● **HOW TO COMPLETE THIS TASK**
In the records below, find the lines that include the string "long" and report how many there are, nothing else.

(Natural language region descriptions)
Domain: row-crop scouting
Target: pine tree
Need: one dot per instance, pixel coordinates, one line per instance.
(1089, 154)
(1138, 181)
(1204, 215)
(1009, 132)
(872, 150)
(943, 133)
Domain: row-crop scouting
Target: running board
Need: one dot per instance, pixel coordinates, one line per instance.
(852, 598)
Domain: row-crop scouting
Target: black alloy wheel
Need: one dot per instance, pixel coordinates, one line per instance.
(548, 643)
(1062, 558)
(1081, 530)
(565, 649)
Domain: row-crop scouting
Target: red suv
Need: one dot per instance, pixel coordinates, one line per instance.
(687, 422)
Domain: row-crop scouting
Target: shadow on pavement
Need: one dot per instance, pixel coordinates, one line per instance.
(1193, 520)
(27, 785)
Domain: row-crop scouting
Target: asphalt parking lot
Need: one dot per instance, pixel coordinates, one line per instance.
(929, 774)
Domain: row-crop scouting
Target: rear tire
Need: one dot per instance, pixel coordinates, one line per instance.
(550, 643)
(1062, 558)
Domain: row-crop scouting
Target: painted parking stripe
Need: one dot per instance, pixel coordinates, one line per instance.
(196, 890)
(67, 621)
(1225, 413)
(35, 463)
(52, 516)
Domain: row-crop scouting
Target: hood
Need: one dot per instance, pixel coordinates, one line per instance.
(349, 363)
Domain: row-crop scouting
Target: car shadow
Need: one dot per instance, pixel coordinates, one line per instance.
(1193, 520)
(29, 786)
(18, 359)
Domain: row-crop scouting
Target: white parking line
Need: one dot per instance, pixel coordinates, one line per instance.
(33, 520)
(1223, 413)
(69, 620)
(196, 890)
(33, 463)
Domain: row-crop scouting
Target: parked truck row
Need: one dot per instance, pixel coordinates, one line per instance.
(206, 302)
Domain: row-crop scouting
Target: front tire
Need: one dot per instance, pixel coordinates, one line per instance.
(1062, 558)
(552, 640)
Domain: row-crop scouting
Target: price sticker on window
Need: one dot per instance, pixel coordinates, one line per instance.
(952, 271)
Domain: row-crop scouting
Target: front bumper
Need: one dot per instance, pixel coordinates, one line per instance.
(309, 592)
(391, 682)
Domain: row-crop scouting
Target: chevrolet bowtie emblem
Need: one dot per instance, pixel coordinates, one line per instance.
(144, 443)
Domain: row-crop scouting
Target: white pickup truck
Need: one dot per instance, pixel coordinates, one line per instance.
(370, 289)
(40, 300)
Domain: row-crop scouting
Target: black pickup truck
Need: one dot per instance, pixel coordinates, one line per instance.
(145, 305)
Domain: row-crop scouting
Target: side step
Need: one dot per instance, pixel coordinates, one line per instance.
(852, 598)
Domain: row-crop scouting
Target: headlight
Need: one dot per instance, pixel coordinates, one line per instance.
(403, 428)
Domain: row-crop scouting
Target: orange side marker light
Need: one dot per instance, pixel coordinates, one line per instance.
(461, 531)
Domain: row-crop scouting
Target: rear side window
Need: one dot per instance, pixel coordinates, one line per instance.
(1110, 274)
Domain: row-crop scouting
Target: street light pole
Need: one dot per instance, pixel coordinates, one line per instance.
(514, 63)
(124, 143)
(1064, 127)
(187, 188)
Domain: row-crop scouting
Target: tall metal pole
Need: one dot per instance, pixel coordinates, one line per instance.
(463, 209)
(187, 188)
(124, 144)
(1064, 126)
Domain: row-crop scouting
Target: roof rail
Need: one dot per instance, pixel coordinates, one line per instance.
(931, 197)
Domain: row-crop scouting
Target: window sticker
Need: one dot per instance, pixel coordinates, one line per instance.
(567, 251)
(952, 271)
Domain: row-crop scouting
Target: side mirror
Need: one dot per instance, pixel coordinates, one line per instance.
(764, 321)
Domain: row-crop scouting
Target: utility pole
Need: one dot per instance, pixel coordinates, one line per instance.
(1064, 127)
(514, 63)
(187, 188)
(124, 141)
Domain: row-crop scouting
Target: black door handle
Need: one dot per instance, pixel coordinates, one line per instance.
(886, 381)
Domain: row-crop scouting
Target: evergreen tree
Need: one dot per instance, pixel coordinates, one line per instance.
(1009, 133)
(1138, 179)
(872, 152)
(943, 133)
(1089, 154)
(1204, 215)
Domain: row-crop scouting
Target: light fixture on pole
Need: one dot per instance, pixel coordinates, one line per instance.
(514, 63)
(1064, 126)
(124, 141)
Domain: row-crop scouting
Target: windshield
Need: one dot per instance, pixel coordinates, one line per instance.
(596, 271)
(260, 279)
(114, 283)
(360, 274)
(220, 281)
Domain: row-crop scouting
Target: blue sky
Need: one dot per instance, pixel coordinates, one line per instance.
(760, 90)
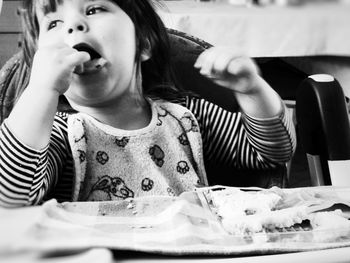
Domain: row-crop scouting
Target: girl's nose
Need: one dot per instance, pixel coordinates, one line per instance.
(78, 26)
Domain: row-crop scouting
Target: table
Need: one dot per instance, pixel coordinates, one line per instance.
(315, 38)
(79, 226)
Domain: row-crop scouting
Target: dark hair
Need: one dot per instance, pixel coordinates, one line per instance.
(158, 77)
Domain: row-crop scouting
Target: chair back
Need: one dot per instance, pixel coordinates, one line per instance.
(324, 128)
(184, 51)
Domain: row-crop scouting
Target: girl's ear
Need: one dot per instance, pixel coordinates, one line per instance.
(146, 53)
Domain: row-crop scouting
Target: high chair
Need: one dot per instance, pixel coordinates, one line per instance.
(184, 51)
(323, 120)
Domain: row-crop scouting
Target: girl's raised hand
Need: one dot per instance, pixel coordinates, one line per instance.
(228, 69)
(53, 67)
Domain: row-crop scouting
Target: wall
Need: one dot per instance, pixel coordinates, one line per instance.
(9, 30)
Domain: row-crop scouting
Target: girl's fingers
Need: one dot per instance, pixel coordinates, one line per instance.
(241, 66)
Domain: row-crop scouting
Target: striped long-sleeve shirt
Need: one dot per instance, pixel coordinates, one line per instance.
(29, 176)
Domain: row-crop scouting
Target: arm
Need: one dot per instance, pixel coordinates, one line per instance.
(29, 163)
(236, 139)
(51, 74)
(263, 133)
(27, 174)
(240, 74)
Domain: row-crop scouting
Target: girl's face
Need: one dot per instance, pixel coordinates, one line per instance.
(104, 30)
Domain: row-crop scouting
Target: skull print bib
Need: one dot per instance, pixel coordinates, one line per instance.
(164, 158)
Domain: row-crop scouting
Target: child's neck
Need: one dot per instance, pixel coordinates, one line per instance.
(126, 115)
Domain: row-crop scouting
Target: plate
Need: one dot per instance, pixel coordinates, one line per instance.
(183, 225)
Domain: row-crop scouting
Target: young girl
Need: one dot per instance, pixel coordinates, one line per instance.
(125, 137)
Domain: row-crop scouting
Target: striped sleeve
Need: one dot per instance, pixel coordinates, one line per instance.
(234, 138)
(27, 174)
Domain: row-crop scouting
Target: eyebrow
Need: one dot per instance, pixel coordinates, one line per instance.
(51, 5)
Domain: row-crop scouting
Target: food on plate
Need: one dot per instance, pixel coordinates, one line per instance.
(246, 212)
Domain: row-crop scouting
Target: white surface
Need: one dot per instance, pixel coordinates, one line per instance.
(322, 256)
(322, 78)
(311, 29)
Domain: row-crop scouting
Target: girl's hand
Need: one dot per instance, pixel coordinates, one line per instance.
(224, 67)
(53, 67)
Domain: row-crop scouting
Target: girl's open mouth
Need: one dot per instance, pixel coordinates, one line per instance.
(94, 65)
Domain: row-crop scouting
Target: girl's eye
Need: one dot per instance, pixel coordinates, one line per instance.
(94, 10)
(52, 24)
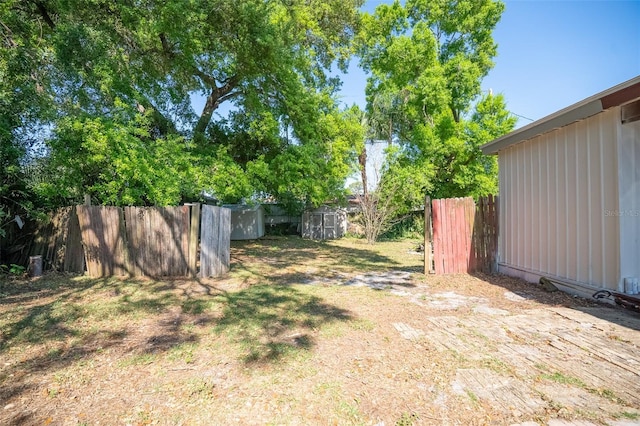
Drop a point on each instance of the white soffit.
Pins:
(593, 105)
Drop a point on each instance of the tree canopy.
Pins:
(97, 97)
(117, 81)
(427, 60)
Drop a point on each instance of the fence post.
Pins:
(428, 237)
(194, 235)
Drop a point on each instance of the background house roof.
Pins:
(614, 96)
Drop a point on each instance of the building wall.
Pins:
(629, 210)
(557, 194)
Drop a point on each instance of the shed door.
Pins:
(316, 226)
(330, 226)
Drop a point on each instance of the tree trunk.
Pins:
(362, 160)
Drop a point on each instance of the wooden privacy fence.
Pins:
(136, 241)
(460, 235)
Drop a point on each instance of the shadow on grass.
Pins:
(533, 291)
(273, 322)
(295, 250)
(61, 322)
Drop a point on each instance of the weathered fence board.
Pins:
(158, 240)
(462, 236)
(103, 233)
(137, 241)
(74, 253)
(215, 240)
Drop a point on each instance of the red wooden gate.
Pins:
(460, 236)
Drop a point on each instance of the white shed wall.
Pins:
(629, 210)
(554, 190)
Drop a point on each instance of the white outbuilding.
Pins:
(569, 204)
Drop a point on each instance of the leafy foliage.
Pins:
(106, 89)
(427, 60)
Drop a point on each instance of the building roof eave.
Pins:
(593, 105)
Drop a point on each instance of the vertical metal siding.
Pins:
(554, 190)
(629, 163)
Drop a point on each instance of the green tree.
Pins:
(120, 77)
(427, 59)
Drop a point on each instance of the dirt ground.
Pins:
(302, 332)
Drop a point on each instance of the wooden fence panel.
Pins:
(215, 241)
(103, 233)
(464, 237)
(74, 252)
(158, 240)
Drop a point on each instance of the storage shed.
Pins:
(569, 205)
(247, 221)
(324, 223)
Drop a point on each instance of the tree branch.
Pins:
(42, 10)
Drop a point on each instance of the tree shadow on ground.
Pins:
(272, 322)
(60, 322)
(295, 250)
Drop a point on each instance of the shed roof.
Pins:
(615, 96)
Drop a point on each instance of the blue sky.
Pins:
(551, 54)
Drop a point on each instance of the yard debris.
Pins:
(624, 300)
(547, 285)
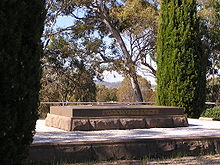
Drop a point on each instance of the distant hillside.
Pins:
(108, 84)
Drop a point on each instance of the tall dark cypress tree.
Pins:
(181, 65)
(21, 26)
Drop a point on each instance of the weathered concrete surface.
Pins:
(114, 110)
(108, 123)
(124, 149)
(86, 118)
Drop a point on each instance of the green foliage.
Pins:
(21, 28)
(212, 113)
(209, 12)
(126, 94)
(181, 68)
(128, 26)
(213, 89)
(105, 94)
(66, 76)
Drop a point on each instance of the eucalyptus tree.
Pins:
(66, 75)
(21, 28)
(126, 27)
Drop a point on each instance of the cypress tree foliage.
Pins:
(21, 26)
(181, 68)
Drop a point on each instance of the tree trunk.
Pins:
(136, 88)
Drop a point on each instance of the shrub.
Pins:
(21, 28)
(212, 112)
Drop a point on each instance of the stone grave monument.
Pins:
(106, 117)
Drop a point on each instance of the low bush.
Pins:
(212, 112)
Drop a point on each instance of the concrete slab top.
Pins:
(196, 128)
(114, 110)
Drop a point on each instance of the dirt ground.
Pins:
(198, 160)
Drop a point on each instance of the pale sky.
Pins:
(64, 21)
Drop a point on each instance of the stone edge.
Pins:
(123, 149)
(108, 123)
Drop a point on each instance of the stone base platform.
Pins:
(90, 118)
(123, 149)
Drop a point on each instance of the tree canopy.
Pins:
(181, 69)
(128, 35)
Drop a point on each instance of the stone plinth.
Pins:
(89, 118)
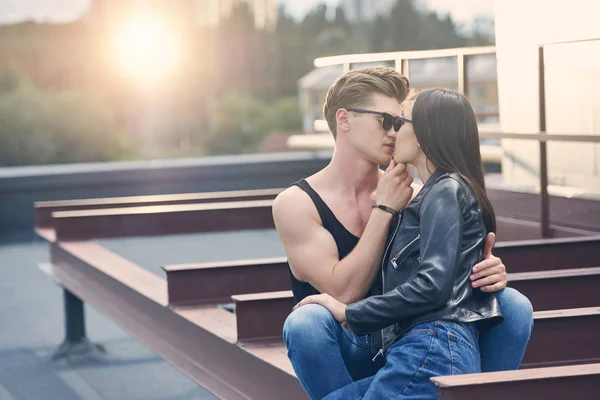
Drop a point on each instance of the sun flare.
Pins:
(147, 50)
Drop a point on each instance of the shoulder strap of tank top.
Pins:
(324, 211)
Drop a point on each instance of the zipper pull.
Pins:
(379, 353)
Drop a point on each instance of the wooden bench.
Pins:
(240, 355)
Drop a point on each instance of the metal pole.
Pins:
(74, 317)
(545, 204)
(76, 342)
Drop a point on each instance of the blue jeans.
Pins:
(430, 349)
(326, 356)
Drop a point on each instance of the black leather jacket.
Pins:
(425, 271)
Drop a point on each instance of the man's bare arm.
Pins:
(312, 251)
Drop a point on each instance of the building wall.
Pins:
(572, 82)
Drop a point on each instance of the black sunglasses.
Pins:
(388, 122)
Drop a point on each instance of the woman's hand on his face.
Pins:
(335, 307)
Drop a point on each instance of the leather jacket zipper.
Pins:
(380, 352)
(399, 257)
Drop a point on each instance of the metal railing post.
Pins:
(545, 201)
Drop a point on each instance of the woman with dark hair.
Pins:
(426, 318)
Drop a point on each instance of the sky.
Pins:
(462, 11)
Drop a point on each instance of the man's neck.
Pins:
(349, 172)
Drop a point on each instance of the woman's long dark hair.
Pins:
(446, 128)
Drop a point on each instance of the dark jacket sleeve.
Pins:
(441, 227)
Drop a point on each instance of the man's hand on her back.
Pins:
(490, 274)
(393, 188)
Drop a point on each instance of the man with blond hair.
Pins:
(334, 238)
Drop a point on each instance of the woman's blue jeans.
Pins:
(327, 357)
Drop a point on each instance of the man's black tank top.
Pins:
(344, 240)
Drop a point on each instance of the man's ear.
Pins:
(342, 119)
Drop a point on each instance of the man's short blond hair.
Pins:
(355, 87)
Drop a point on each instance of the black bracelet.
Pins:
(388, 209)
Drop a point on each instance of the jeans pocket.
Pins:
(464, 355)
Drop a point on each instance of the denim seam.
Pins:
(458, 339)
(364, 346)
(431, 343)
(452, 355)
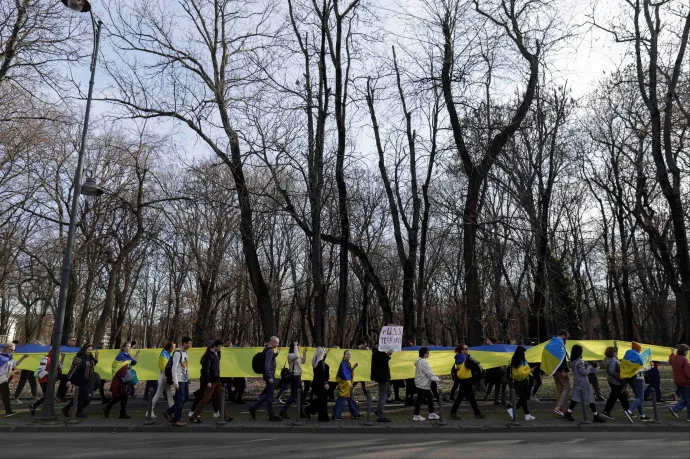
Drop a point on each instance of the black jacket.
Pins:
(321, 375)
(210, 368)
(380, 370)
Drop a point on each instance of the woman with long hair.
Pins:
(79, 375)
(319, 385)
(582, 390)
(519, 372)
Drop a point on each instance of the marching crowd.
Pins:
(313, 396)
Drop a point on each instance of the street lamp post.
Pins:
(48, 407)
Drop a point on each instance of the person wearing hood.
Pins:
(42, 373)
(519, 372)
(637, 385)
(346, 375)
(582, 389)
(295, 362)
(613, 377)
(463, 362)
(319, 384)
(381, 373)
(423, 377)
(7, 370)
(681, 377)
(118, 387)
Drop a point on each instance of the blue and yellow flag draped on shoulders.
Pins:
(553, 355)
(122, 359)
(633, 362)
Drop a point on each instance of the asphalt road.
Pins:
(516, 445)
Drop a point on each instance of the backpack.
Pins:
(258, 362)
(168, 369)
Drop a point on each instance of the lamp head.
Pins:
(80, 6)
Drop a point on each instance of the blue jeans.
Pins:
(684, 401)
(181, 396)
(637, 385)
(267, 398)
(296, 383)
(648, 392)
(352, 405)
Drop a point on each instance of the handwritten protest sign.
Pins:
(390, 338)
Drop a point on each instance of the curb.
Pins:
(660, 427)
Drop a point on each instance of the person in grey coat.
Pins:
(582, 390)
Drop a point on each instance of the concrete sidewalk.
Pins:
(497, 420)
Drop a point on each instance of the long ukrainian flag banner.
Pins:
(237, 362)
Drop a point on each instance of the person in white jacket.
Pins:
(422, 380)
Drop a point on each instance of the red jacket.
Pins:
(681, 370)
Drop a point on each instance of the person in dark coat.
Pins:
(381, 373)
(319, 384)
(80, 375)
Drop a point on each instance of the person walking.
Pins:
(79, 375)
(345, 378)
(270, 353)
(582, 390)
(24, 377)
(494, 377)
(163, 387)
(423, 377)
(295, 362)
(637, 385)
(120, 385)
(180, 380)
(381, 374)
(535, 381)
(463, 363)
(681, 377)
(7, 371)
(519, 372)
(613, 377)
(319, 403)
(560, 377)
(653, 378)
(362, 346)
(210, 379)
(62, 387)
(42, 373)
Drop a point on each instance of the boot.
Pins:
(123, 409)
(598, 419)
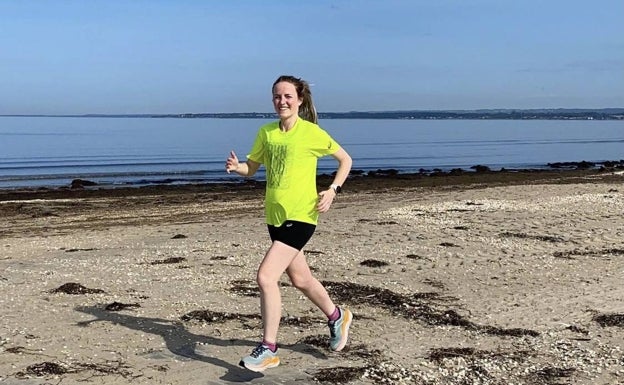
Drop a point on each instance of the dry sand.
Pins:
(478, 282)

● **RESPONSE**
4